» **TASK INSTRUCTIONS**
Print out the data below in full and exactly, skipping the pictures.

» **PROVIDED ENTRIES**
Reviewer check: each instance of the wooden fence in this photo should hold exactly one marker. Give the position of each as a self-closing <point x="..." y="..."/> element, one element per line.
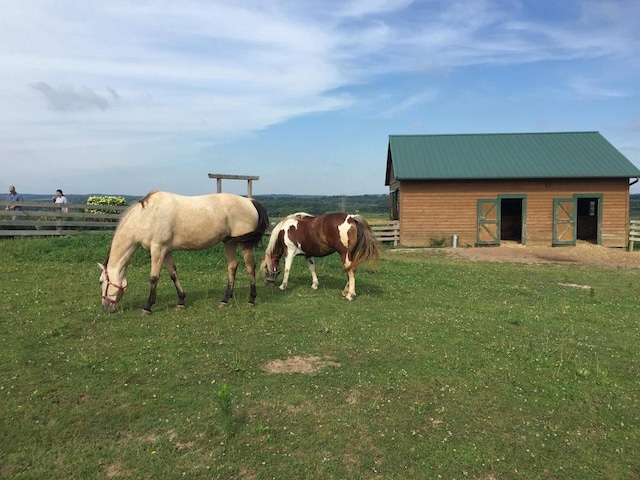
<point x="47" y="219"/>
<point x="634" y="233"/>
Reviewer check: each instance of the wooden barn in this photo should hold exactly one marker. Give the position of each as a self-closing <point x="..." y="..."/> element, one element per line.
<point x="528" y="188"/>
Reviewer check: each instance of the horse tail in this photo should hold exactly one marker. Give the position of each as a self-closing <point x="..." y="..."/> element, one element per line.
<point x="252" y="239"/>
<point x="366" y="249"/>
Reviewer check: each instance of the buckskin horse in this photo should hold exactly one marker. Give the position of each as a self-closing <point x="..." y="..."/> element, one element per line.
<point x="163" y="222"/>
<point x="318" y="236"/>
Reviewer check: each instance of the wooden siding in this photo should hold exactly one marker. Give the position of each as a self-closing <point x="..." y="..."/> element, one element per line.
<point x="436" y="209"/>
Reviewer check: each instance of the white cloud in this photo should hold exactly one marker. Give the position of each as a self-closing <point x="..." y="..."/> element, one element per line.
<point x="158" y="81"/>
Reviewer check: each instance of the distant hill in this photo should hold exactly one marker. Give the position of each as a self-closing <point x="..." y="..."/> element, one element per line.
<point x="280" y="205"/>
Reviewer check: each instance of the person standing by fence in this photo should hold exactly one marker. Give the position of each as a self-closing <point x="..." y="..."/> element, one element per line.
<point x="12" y="198"/>
<point x="60" y="199"/>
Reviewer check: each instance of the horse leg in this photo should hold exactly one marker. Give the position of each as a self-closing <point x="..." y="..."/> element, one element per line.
<point x="312" y="269"/>
<point x="156" y="266"/>
<point x="232" y="268"/>
<point x="349" y="291"/>
<point x="287" y="268"/>
<point x="250" y="265"/>
<point x="170" y="264"/>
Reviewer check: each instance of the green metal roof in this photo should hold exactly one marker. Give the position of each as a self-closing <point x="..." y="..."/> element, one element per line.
<point x="513" y="155"/>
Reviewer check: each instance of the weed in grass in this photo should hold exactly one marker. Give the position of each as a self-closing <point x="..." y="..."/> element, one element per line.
<point x="223" y="398"/>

» **REPLY TO THE TASK**
Reviewer check: each instance of the wooden fence in this photo should hold exactly one marker. Give the position of each as a self-closing <point x="..." y="..."/> element, one element per line.
<point x="47" y="219"/>
<point x="634" y="233"/>
Reviewer check: each instance of the wooden barn in this photo should hold exactly one marker. Give the position of each as a self-closing <point x="..." y="..."/> element, one element per line.
<point x="528" y="188"/>
Reviewer check: each instance of the horse tail in this photo should hold exactly one marker. Give the position of each as a self-closing <point x="..." y="..."/> element, one element per line.
<point x="252" y="239"/>
<point x="366" y="249"/>
Reviewer check: each instance of the buckskin horse in this photo should hold exactly one marker. Give the position of each as a self-closing <point x="..." y="..."/> element, one element per line.
<point x="163" y="222"/>
<point x="318" y="236"/>
Reviewer check: each instance of the wooden siding in this photo should hold exactly one marker. Give the position of each as a self-closing <point x="..." y="..."/> element, one element per line.
<point x="436" y="209"/>
Reviewer check: each instance of the white cloud in this photo should hold exactly one marker. Give the position of each as a self-closing <point x="..." y="..."/> element, one element per line.
<point x="158" y="81"/>
Reviewer check: each instance of the distant hill in this photo should hold exactly one marker. Give the position of each as a self-closing <point x="..." y="..."/> element, one element per line.
<point x="280" y="205"/>
Reviewer check: each instance of the person standing by fence in this photo should hold exactly one marker. Give the position of each as a self-closing <point x="..." y="..."/> element, one element per line.
<point x="12" y="198"/>
<point x="60" y="199"/>
Reviewer check: each instance of the horse leg in this photo should hold exactly one marker. Give the position of each as a self-closing <point x="..." y="..."/> element, one element per line.
<point x="312" y="269"/>
<point x="156" y="266"/>
<point x="232" y="268"/>
<point x="349" y="291"/>
<point x="287" y="268"/>
<point x="250" y="265"/>
<point x="170" y="264"/>
Reviewer check: each instance of the green metal roof in this photo should hold exactly one marker. Give the position of each as a self-closing <point x="..." y="..."/> element, one element per line.
<point x="513" y="155"/>
Reviewer check: each instance of the weed in grass in this photo should hold exactly one marker. Give the position of each as a self-closing <point x="..." y="..."/> element, one element per line.
<point x="223" y="398"/>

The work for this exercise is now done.